◆ **Required actions**:
• A. According to the article on hand sanitiser regulation, what would ordinarily be required for a company to sell sanitisers for hospitals or other medical settings?
• B. Continue the article on hand sanitiser regulation from its final sentence.

◆ **Document segment**:
Many companies have moved over to making hand sanitiser during COVID-19, and regulators want to make sure they are doing it correctly.

The Therapeutic Goods Administration (TGA) has warned that many new products are emerging that fail to meet its regulations.

The TGA made an exemption to its typical rules that allowed companies to make a specific formula of hand sanitiser in a bid to meet demand earlier this year.

Ordinarily, TGA approval would be required for any company looking to sell sanitisers for hospitals or other medical settings.

Companies can now enter the market without that approval, as long as they follow the TGA's instructions for producing and advertising sanitiser.

The TGA now has to ensure that many of the new products on the market meet their standards.

“Our role now is moving to working to make sure that the packaging is appropriate, the composition is appropriate, and that people aren't making crazy advertising claims,” says Professor John Skerritt - a deputy secretary at the Department of Health who oversees the TGA.

◆ **Exercise data**:

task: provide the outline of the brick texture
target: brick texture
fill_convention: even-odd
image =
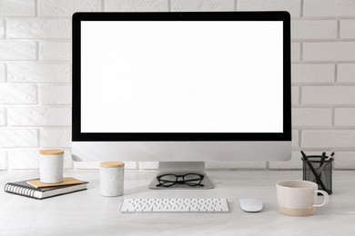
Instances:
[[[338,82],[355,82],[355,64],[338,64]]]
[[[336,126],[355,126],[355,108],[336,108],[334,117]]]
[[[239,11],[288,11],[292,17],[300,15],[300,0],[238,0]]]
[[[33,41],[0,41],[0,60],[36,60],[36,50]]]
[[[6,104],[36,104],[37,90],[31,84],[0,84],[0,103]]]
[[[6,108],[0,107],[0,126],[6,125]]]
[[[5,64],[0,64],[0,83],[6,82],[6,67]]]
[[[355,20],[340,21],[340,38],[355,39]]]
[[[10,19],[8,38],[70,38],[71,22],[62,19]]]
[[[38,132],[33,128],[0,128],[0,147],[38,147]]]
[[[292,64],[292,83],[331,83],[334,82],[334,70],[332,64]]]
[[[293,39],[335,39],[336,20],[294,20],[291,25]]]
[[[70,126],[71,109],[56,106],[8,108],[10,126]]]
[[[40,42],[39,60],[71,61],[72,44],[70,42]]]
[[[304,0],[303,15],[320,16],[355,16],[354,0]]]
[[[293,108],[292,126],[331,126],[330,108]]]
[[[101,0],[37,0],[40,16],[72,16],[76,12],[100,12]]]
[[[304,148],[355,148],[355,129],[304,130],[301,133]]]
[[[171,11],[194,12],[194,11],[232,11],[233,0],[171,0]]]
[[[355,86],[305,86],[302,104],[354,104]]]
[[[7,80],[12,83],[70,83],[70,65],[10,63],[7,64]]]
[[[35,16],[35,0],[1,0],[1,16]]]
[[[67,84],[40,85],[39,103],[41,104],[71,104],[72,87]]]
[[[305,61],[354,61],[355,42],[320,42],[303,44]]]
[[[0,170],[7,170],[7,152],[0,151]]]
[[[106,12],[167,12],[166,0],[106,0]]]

* * *

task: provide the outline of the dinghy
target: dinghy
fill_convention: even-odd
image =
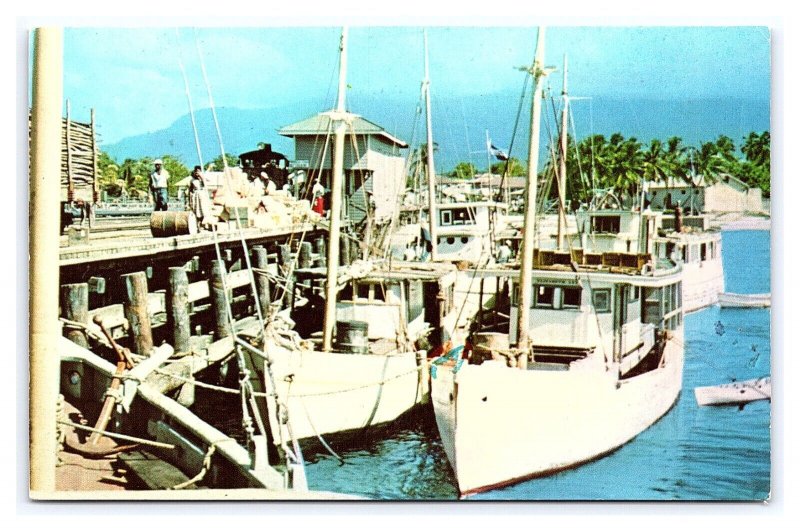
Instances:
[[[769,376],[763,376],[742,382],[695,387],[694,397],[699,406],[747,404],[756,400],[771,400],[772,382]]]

==

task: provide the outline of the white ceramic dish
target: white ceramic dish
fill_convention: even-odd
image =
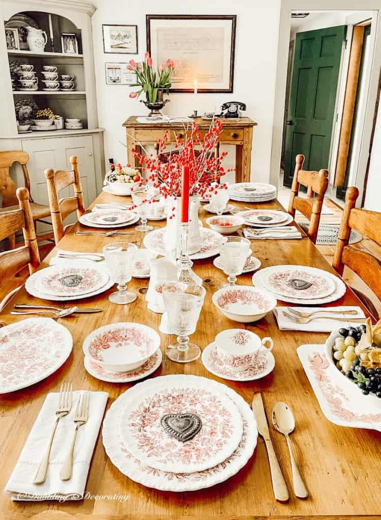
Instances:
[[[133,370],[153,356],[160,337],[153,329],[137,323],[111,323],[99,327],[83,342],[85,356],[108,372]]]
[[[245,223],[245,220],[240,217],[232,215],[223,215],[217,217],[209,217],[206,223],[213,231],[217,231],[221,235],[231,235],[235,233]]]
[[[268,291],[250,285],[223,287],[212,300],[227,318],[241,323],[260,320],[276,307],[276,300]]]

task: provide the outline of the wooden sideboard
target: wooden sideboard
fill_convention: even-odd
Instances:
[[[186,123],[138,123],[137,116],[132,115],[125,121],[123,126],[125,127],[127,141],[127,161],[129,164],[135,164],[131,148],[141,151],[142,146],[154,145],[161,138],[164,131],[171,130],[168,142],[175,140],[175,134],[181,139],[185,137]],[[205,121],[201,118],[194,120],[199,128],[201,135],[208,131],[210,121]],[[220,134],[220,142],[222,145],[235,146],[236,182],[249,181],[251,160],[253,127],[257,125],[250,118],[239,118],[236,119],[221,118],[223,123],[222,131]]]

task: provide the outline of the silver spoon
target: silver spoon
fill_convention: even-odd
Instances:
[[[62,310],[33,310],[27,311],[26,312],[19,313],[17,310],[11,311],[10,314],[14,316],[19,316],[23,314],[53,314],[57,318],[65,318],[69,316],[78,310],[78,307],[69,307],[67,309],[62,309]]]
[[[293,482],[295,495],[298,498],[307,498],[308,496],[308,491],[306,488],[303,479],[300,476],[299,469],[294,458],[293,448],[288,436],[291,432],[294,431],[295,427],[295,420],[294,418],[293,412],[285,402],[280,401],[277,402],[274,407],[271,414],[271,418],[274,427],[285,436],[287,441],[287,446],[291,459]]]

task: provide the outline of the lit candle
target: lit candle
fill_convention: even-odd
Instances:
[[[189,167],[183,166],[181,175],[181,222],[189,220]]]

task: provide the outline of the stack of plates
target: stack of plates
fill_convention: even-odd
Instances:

◆ **Responses for each task**:
• A. TGA approval.

• B.
“Generally, broad claims about COVID are not permitted… you can't say for these consumer ones, kills viruses, treats COVID, and so forth.”

At least one company has copped a $25,200 fine for breaching TGA rules around hand sanitiser.

The company included a “potentially hazardous alcohol” in their formula, as well as claiming the product can kill 99.99 per cent of germs, viruses and bacteria on hands, including the flu and HIV.

“Don't try to push the margins,” Professor Skerritt said.

“You might feel that you could sell your product more if you made a claim about COVID.

“But you're breaking the law to do that.”